Tasks
**a.** From the text on British intelligence in Northern Ireland, quote the passage starting at "If, at a micro-level, the" and ending at "to be correct.".
**b.** In the text on British intelligence in Northern Ireland, which positions were ex-SAS men appointed to?
**c.** Condense the paragraph of the text on British intelligence in Northern Ireland that begins "If, at a micro-level" into a shorter version that keeps its main facts.

Text
+ + + + + + +
If Holroyd’s account of battles within the British intelligence services hardly supports Faligot’s claim that an integrated Kitsonesque regime was introduced in Northern Ireland, the activities he describes here speak of a campaign savage enough. Holroyd’s reference to cooperation between the British intelligence and security forces and some of the Protestant paramilitary groups shows one operational response of the British state to the problem of being “piggy in the middle” – they joined forces with the side which was, supposedly, ‘loyalist’. My enemy’s enemy is my friend.

If, at a micro-level, the “Loyalist” paramilitary forces have on occasion been co-opted by the British state, at a macro level they have mostly been an obstacle in the way of any kind of solution to the “problem”. How the British government will deal with this “problem” now that the deal has been struck with the Republic remains unclear. The recent arms charges against a group of Protestants in Glasgow, and the appointment of ex-SAS men to the top three positions in the British Army in Northern Ireland might suggest that one’s assumption of a serious clamp-down on the Protestant paramilitaries will turn out to be correct.
+ + + + + + +
Given data
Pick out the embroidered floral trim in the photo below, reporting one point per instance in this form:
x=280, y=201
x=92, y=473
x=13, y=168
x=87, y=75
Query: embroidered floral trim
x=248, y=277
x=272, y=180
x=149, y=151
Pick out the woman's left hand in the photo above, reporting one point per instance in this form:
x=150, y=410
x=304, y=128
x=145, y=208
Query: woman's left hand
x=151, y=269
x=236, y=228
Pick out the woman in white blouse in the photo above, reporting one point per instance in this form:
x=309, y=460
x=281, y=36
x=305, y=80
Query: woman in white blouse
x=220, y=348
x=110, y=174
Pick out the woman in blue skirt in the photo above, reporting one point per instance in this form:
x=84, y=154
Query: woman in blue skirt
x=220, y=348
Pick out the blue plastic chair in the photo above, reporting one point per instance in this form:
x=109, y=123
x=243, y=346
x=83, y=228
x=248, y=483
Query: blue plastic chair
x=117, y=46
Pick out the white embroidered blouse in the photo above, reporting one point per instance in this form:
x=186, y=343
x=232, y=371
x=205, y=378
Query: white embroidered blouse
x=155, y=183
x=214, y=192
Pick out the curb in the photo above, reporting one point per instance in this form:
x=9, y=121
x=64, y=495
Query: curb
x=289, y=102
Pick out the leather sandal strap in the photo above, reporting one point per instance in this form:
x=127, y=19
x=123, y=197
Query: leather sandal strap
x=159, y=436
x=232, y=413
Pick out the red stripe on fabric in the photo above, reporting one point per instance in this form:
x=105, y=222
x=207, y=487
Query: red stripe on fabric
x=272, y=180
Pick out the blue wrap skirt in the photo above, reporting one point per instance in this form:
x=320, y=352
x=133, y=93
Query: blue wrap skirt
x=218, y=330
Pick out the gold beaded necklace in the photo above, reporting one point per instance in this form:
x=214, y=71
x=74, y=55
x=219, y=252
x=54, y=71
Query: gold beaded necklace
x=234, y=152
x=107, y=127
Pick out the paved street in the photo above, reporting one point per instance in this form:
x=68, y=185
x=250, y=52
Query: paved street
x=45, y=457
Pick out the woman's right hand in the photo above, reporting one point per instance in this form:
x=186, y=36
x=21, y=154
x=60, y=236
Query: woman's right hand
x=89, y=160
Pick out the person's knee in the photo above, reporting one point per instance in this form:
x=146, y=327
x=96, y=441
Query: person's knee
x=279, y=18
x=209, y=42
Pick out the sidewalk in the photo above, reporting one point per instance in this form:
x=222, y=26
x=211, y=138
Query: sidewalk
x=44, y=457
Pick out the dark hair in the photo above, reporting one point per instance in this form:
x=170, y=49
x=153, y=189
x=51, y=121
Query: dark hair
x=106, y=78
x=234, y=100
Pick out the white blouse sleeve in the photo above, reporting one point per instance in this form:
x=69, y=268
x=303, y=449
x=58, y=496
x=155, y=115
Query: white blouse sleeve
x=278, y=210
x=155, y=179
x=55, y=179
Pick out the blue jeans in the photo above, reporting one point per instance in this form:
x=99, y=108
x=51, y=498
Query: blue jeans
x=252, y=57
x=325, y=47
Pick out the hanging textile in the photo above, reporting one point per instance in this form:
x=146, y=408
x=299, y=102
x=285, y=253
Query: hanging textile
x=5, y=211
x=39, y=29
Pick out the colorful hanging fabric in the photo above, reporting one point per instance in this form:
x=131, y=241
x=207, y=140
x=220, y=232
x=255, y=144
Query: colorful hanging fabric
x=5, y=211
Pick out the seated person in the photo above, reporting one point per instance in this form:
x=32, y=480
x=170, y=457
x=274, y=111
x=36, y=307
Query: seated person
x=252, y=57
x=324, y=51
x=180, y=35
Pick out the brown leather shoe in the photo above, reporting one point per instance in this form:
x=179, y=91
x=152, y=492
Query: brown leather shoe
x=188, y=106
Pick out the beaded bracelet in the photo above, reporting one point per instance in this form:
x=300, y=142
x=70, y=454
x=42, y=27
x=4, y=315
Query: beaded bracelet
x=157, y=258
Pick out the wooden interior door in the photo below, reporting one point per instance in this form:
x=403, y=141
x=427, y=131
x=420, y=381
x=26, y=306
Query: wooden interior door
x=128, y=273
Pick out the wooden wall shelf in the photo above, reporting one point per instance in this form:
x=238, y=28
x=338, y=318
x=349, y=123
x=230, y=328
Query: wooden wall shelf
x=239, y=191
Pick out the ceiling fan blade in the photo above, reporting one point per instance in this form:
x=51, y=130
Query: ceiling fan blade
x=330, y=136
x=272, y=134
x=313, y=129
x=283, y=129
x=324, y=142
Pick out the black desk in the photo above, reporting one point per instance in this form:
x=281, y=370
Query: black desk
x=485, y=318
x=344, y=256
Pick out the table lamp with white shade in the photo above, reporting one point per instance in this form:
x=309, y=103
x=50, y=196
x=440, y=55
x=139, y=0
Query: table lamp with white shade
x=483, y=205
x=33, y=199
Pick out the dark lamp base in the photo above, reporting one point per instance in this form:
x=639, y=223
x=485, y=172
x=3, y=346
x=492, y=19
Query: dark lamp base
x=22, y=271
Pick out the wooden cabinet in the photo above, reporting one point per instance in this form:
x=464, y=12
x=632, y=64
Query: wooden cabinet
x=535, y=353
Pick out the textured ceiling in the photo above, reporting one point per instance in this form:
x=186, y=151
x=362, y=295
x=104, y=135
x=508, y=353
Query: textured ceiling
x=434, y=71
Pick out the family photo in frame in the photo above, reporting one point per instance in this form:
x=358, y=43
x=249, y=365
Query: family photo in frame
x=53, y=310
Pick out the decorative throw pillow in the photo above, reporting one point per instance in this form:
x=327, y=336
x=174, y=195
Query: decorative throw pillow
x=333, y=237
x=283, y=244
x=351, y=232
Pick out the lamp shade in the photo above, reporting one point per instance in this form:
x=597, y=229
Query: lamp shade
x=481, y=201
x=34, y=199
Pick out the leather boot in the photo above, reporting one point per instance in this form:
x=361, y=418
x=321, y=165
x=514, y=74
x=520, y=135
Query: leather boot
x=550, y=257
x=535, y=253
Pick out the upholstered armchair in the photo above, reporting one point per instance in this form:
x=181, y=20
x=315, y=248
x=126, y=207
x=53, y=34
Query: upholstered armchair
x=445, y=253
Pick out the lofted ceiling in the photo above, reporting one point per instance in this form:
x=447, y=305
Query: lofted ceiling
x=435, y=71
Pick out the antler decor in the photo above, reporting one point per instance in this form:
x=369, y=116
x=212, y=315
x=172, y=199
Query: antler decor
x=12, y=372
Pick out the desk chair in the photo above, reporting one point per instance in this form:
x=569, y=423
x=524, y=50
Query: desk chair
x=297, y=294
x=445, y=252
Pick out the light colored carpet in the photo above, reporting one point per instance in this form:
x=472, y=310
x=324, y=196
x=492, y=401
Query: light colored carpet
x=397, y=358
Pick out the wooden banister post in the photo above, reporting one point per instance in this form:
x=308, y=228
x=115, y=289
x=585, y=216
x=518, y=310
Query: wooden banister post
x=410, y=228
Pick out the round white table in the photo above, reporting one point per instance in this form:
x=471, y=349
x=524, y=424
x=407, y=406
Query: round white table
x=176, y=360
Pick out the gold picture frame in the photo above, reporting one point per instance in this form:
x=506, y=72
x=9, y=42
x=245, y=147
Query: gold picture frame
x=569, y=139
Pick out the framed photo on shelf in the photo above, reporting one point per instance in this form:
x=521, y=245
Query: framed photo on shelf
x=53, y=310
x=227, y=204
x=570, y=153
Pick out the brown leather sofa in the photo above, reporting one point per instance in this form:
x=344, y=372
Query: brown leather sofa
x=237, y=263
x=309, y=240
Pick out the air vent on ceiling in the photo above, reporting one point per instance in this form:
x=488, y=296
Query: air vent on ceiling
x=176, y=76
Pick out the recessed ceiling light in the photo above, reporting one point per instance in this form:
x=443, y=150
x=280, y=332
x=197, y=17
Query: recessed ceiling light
+ + + + + + +
Worked solutions
**a.**
If, at a micro-level, the “Loyalist” paramilitary forces have on occasion been co-opted by the British state, at a macro level they have mostly been an obstacle in the way of any kind of solution to the “problem”. How the British government will deal with this “problem” now that the deal has been struck with the Republic remains unclear. The recent arms charges against a group of Protestants in Glasgow, and the appointment of ex-SAS men to the top three positions in the British Army in Northern Ireland might suggest that one’s assumption of a serious clamp-down on the Protestant paramilitaries will turn out to be correct.

**b.** The top three positions in the British Army in Northern Ireland.

**c.** The British state has sometimes co-opted the "Loyalist" paramilitaries at a micro level. At a macro level, however, they have mostly obstructed any solution. It remains unclear how the British government will handle this now that it has struck a deal with the Republic. Recent arms charges against a group of Protestants in Glasgow suggest a serious clamp-down on Protestant paramilitaries. So does the appointment of ex-SAS men to the British Army's top three posts in Northern Ireland.